**Task statement**
Put the lines below into a numbered list, skipping blank lines and omitting the pictures.

Data drawn from a collection:
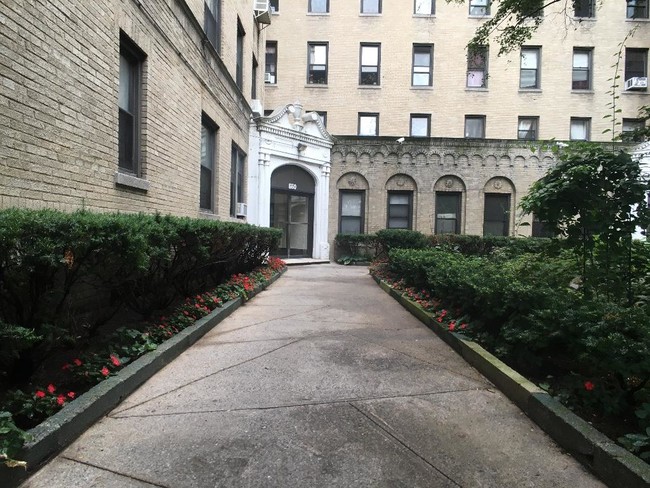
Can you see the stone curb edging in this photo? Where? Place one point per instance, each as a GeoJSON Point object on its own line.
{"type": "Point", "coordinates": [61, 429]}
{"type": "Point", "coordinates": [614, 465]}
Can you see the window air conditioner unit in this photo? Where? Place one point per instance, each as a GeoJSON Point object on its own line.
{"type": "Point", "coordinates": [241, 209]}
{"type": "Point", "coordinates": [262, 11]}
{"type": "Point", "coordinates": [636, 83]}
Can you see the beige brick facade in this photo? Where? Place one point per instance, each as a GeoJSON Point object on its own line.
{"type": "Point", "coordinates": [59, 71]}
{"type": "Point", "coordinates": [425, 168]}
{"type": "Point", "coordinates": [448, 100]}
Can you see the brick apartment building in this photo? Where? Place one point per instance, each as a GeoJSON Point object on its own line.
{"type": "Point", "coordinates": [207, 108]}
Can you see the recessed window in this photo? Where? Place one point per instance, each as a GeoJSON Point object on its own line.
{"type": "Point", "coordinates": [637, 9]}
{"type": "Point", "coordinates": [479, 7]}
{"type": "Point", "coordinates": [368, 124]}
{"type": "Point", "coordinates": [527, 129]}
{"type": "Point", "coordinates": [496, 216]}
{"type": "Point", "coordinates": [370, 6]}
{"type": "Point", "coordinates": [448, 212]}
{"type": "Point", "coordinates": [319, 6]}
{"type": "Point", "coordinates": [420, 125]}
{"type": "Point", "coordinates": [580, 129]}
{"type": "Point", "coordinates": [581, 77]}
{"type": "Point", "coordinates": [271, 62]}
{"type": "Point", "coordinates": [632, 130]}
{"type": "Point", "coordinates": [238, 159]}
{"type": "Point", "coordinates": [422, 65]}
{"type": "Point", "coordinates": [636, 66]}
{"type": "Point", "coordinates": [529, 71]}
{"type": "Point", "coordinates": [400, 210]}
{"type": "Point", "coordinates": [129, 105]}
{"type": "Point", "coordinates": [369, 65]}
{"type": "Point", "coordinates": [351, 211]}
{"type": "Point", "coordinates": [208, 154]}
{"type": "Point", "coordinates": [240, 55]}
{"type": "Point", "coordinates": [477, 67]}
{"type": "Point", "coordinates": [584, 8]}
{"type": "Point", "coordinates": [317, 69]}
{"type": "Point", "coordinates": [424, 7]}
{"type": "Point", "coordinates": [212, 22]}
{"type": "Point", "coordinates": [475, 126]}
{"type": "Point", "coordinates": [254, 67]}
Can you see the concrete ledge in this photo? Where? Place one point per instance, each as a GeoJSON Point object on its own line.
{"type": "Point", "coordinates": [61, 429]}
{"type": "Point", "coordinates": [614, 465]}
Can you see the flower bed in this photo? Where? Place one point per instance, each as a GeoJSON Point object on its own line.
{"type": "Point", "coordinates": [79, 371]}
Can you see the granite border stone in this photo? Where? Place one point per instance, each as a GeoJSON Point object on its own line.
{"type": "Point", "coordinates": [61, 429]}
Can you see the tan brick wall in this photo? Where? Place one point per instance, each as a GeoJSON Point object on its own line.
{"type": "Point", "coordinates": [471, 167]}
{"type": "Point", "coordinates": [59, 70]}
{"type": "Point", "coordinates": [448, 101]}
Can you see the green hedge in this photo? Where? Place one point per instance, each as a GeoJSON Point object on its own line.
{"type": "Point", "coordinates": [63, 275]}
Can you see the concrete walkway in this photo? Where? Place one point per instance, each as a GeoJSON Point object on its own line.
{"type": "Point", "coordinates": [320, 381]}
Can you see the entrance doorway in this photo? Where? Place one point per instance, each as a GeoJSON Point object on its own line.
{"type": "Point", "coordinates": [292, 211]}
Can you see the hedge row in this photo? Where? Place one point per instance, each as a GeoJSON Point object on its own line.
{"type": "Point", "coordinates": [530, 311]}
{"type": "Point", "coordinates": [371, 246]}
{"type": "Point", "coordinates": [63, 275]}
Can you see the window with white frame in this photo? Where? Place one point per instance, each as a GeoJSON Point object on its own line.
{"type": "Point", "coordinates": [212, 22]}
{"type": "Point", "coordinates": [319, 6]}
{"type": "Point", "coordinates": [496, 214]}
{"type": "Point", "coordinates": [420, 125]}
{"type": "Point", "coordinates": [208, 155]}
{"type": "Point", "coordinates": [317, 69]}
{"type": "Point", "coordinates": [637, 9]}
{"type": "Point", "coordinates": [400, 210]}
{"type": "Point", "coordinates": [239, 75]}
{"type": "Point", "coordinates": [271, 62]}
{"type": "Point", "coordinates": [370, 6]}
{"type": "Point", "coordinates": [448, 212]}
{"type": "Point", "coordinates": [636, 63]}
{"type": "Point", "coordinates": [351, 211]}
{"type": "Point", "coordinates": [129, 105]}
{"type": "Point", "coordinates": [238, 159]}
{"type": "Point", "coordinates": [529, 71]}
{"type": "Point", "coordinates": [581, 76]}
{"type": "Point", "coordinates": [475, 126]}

**Exercise result**
1. Can you see the stone curb edging in this photo? Where? Place one point per instance, each as a GeoJSON Point object on its own line.
2. {"type": "Point", "coordinates": [61, 429]}
3. {"type": "Point", "coordinates": [614, 465]}
4. Can you see the window air conditioner unit in this photo? Where? Place one point per instance, each as a GeoJSON Point object on its own line.
5. {"type": "Point", "coordinates": [241, 209]}
6. {"type": "Point", "coordinates": [262, 11]}
7. {"type": "Point", "coordinates": [636, 83]}
8. Can you see the beige brick facade in this photo? Where? Place one point per instance, each as a GeoJSON Point object on its own line.
9. {"type": "Point", "coordinates": [59, 71]}
10. {"type": "Point", "coordinates": [425, 168]}
11. {"type": "Point", "coordinates": [448, 100]}
12. Can you see the brick apartment building in this photo? Where? Place one point per instance, each as a GeoJSON Point object on its own line.
13. {"type": "Point", "coordinates": [207, 108]}
14. Can you see the recessed window in this photo? Where? Place one point per instance, each as a GeoJSON Point object on its own line.
15. {"type": "Point", "coordinates": [637, 9]}
16. {"type": "Point", "coordinates": [479, 7]}
17. {"type": "Point", "coordinates": [368, 124]}
18. {"type": "Point", "coordinates": [527, 129]}
19. {"type": "Point", "coordinates": [496, 216]}
20. {"type": "Point", "coordinates": [370, 6]}
21. {"type": "Point", "coordinates": [448, 212]}
22. {"type": "Point", "coordinates": [319, 6]}
23. {"type": "Point", "coordinates": [420, 125]}
24. {"type": "Point", "coordinates": [580, 129]}
25. {"type": "Point", "coordinates": [581, 77]}
26. {"type": "Point", "coordinates": [271, 62]}
27. {"type": "Point", "coordinates": [632, 130]}
28. {"type": "Point", "coordinates": [238, 159]}
29. {"type": "Point", "coordinates": [422, 65]}
30. {"type": "Point", "coordinates": [636, 66]}
31. {"type": "Point", "coordinates": [529, 71]}
32. {"type": "Point", "coordinates": [400, 210]}
33. {"type": "Point", "coordinates": [129, 105]}
34. {"type": "Point", "coordinates": [369, 65]}
35. {"type": "Point", "coordinates": [351, 211]}
36. {"type": "Point", "coordinates": [208, 154]}
37. {"type": "Point", "coordinates": [240, 55]}
38. {"type": "Point", "coordinates": [477, 67]}
39. {"type": "Point", "coordinates": [584, 8]}
40. {"type": "Point", "coordinates": [317, 69]}
41. {"type": "Point", "coordinates": [424, 7]}
42. {"type": "Point", "coordinates": [212, 22]}
43. {"type": "Point", "coordinates": [475, 126]}
44. {"type": "Point", "coordinates": [254, 67]}
45. Can you see the concrete ledge in this photo? Where? Place one point per instance, each as a GeoJSON Point object on its own line.
46. {"type": "Point", "coordinates": [61, 429]}
47. {"type": "Point", "coordinates": [614, 465]}
48. Can you see the flower bed in this photo? Where? Place one point per instance, each as a GeoJSON Point object on its own line.
49. {"type": "Point", "coordinates": [79, 371]}
50. Can you see the granite border stone in this photo? Where? Place one point per instance, each as a GeoJSON Point object on its own line.
51. {"type": "Point", "coordinates": [61, 429]}
52. Can you see the tan brick wall in this photo? Where? Place one point per instance, each as a GeoJSON Point object on its own line.
53. {"type": "Point", "coordinates": [471, 167]}
54. {"type": "Point", "coordinates": [59, 70]}
55. {"type": "Point", "coordinates": [448, 101]}
56. Can you see the green hedge in this photo? Where? Place one point per instance, each as a GeoJSON Point object on its own line.
57. {"type": "Point", "coordinates": [63, 275]}
58. Can you see the concrete walkway in this photo? Where? Place one point per instance, each as a GeoJSON Point object on its own line.
59. {"type": "Point", "coordinates": [320, 381]}
60. Can you see the entrance doorway in this photo? Where? Place one point per instance, each as a GeoJSON Point object on its own line.
61. {"type": "Point", "coordinates": [292, 211]}
62. Can you see the hedge row in this photo? Where? Place one point per instance, each as a GeoJSON Point object on its own line.
63. {"type": "Point", "coordinates": [530, 311]}
64. {"type": "Point", "coordinates": [371, 246]}
65. {"type": "Point", "coordinates": [63, 275]}
66. Can you see the window with white frame in this photo? Where? Place one point per instance, each as a GeoJSON Point object on its own line.
67. {"type": "Point", "coordinates": [212, 22]}
68. {"type": "Point", "coordinates": [319, 6]}
69. {"type": "Point", "coordinates": [496, 214]}
70. {"type": "Point", "coordinates": [420, 125]}
71. {"type": "Point", "coordinates": [208, 155]}
72. {"type": "Point", "coordinates": [317, 69]}
73. {"type": "Point", "coordinates": [637, 9]}
74. {"type": "Point", "coordinates": [400, 210]}
75. {"type": "Point", "coordinates": [239, 75]}
76. {"type": "Point", "coordinates": [271, 62]}
77. {"type": "Point", "coordinates": [370, 6]}
78. {"type": "Point", "coordinates": [448, 212]}
79. {"type": "Point", "coordinates": [636, 63]}
80. {"type": "Point", "coordinates": [351, 211]}
81. {"type": "Point", "coordinates": [129, 105]}
82. {"type": "Point", "coordinates": [238, 159]}
83. {"type": "Point", "coordinates": [529, 71]}
84. {"type": "Point", "coordinates": [581, 76]}
85. {"type": "Point", "coordinates": [475, 126]}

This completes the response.